* _Problem requirements_: Pick up the text below about the 1.6-billion-year-old fossilized fat molecules and continue it from its last sentence.

Scientists from the Australian National University (ANU) and the German Research Center for Earth Sciences (GFZ) in Potsdam discovered a community of previously unknown organisms that shaped Earth’s ecosystems in the middle ages of the planet. They were much more complex than bacteria and may have been the first predators on Earth, hunting and devouring bacteria.
The study was conducted in the Northern Territory of Australia, where rock formed about 1.6 billion years ago, in which scientists found fossilized fat molecules. Primary chemical signatures were found inside the molecules, hinting that they had stumbled onto something important.
Almost all eukaryotes biosynthesize steroids, such as cholesterol, which is produced by humans and most other animals. These lipid molecules are an integral part of eukaryotic cell membranes, where they help perform various physiological functions. By looking for fossilized steroids in ancient rocks, we can trace the evolution of increasingly complex life.
The protosteroid-producing biota that produced the discovered “protosteroids” belong to a group of organisms known as eukaryotes, which is a massive umbrella that also includes fungi, plants, single-celled organisms, and animals. However, they were very different from the eukaryotes we know today because they evolved on a planet with very little oxygen.

* _Data extract_:

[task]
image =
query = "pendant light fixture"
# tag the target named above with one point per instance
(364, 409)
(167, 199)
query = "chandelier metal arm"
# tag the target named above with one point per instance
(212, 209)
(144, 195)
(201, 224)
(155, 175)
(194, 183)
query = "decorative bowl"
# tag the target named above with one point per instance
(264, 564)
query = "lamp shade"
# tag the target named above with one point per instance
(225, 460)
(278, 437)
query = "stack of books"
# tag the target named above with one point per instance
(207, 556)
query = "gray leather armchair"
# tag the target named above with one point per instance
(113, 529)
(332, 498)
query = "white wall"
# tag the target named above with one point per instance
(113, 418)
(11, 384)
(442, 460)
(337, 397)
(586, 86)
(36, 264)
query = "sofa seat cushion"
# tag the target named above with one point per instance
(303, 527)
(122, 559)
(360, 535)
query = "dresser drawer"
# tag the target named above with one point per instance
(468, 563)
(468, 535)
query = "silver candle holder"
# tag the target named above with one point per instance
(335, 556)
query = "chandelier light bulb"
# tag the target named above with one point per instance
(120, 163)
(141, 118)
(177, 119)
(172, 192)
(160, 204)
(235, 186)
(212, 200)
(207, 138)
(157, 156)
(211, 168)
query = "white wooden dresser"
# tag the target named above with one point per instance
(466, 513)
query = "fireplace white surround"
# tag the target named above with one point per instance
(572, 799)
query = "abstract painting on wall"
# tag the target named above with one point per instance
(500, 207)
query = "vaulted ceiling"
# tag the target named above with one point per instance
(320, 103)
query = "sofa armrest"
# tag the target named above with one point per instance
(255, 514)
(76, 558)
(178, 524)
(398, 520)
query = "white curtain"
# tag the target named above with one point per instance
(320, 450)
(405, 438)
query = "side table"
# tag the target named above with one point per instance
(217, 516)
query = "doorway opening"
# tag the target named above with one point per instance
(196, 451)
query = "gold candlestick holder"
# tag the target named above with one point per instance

* _Output for this exercise_:
Biomarker signatures found in fossilized fat molecules showed researchers that these protosteroids may have evolved from the last common ancestor of all modern eukaryotes, including humans.
“The highlight of this discovery is not just an extension of the current molecular record of eukaryotes,” says GFZ’s Christian Hallmann. – “Given that the last common ancestor of all modern eukaryotes was probably capable of producing ‘common’ modern sterols, it is highly likely that the eukaryotes responsible for these rare signatures belonged to the trunk of the phylogenetic tree.”
The study of fossilized fat molecules provides new insights into life on Earth billions of years ago and allows scientists to better understand the evolution of life on the planet.